> Tujuan Latihan
Tuliskan semua nama orang dan nama tempat yang disebut dalam teks tentang krisis air di bawah ini.

Sejujurnya saya tidak tahu apakah dengan cara menghemat akan punya dampak untuk melawan krisis air di masa mendatang, sementara ada lebih banyak orang yang menghambur-hamburkan. Tetapi jika ini dilakukan bersama-sama, akan lebih memungkinkan menepis nasib sengsara bagi anak cucu. Bukankah begitu?

Akhirnya untuk menutup tulisan ini saya hanya bisa mengutip ceramah mantan presiden Gorbachev dari Soviet dalam peringatan (KTT) Bumi +5 yang dilakukan oleh NGO pada tahun 1997, dalam paper yang ditulis Maria Hartiningsih untuk acara lokakarya bertema lingkungan yang diselenggarakan Satunama, Yogyakarta. Beliau mengingatkan bahwa manusia sedang menghancurkan dirinya sendiri dengan menghancurkan alam dan lingkungan. Namun alam dan lingkungan akan memperbarui dirinya sendiri secara incremental pada saat manusia tak bisa lagi bertahan.

> Data Ditampilkan

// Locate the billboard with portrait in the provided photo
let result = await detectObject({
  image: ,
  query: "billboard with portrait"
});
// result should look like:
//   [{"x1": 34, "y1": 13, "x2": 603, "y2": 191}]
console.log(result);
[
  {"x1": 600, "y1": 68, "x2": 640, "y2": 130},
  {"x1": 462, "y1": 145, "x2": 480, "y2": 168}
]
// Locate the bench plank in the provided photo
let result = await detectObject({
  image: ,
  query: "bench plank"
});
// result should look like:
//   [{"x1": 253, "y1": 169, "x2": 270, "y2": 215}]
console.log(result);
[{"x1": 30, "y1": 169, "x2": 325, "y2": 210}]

> Penyelesaian Soal
Nama orang: Gorbachev, Maria Hartiningsih
Nama tempat: Soviet, Yogyakarta